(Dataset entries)
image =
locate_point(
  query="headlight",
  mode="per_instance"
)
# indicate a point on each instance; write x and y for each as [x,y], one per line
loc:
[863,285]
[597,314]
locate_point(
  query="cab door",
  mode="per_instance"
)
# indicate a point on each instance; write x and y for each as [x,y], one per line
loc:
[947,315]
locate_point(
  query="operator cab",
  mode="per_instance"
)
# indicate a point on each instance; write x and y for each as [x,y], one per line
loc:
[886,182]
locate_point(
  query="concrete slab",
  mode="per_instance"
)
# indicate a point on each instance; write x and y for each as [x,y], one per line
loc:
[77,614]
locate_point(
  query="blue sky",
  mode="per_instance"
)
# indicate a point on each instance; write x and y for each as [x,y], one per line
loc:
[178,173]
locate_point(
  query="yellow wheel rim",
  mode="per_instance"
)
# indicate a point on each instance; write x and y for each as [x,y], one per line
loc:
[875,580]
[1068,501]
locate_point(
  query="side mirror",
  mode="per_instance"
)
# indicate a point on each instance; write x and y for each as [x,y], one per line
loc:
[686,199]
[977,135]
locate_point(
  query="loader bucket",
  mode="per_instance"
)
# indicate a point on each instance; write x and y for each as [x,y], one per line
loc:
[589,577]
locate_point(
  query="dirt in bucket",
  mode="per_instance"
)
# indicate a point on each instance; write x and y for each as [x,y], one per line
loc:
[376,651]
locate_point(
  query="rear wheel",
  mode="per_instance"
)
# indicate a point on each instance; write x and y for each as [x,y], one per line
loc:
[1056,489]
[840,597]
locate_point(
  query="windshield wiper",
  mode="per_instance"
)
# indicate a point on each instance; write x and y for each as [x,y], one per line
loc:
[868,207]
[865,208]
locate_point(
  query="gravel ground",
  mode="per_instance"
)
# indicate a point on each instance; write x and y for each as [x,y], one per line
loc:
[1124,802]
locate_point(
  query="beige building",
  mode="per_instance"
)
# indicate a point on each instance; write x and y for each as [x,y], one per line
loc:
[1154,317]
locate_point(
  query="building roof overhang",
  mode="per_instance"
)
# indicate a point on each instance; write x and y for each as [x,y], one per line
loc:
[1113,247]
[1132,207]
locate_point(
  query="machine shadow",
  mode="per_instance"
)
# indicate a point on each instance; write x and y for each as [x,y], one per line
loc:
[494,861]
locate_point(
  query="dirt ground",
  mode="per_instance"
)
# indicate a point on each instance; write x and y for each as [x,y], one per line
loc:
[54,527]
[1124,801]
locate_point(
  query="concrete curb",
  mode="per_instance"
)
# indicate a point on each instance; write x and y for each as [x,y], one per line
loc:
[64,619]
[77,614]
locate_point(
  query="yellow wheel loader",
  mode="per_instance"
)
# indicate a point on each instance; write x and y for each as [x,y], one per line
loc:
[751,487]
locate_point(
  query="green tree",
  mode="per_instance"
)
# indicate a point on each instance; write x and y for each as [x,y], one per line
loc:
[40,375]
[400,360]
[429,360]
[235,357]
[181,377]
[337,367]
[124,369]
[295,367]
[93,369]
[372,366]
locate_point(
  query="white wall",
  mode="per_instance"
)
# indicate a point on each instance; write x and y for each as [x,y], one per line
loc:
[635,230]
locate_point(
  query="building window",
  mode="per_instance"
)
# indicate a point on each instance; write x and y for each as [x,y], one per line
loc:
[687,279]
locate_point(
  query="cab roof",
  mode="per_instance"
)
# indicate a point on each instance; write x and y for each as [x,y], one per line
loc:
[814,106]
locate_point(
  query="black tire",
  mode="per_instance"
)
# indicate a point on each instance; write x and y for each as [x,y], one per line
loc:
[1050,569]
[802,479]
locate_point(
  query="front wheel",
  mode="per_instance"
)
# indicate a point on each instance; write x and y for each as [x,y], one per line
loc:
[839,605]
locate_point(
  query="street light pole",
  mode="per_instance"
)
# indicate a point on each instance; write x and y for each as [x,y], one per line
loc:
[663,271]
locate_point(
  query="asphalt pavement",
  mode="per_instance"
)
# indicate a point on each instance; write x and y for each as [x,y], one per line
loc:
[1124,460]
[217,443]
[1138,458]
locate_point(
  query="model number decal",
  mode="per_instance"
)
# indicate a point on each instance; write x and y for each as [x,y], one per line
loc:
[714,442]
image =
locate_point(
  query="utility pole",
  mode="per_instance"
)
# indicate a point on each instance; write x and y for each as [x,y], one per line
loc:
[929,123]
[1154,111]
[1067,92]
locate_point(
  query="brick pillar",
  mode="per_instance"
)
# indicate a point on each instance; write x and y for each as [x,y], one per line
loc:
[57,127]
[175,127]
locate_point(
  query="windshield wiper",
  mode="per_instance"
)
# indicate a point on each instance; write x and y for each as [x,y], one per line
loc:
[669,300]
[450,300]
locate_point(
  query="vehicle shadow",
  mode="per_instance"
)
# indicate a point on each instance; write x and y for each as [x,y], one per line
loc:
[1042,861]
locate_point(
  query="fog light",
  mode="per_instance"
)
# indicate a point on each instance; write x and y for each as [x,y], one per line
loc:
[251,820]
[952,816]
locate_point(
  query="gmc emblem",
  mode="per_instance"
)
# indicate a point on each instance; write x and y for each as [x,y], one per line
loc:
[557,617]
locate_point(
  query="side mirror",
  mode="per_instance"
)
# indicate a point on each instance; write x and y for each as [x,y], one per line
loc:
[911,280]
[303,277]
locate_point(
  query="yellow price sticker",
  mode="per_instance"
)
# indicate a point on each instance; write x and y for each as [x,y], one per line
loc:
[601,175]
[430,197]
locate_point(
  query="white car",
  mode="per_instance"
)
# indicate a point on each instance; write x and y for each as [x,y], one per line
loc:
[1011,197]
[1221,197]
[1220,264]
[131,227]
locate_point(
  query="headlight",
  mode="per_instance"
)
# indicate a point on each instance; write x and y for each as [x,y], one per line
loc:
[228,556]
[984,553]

Task instructions – A count is needed of the lines in the entries that contain "roof". Supply only that number.

Expected answer – 2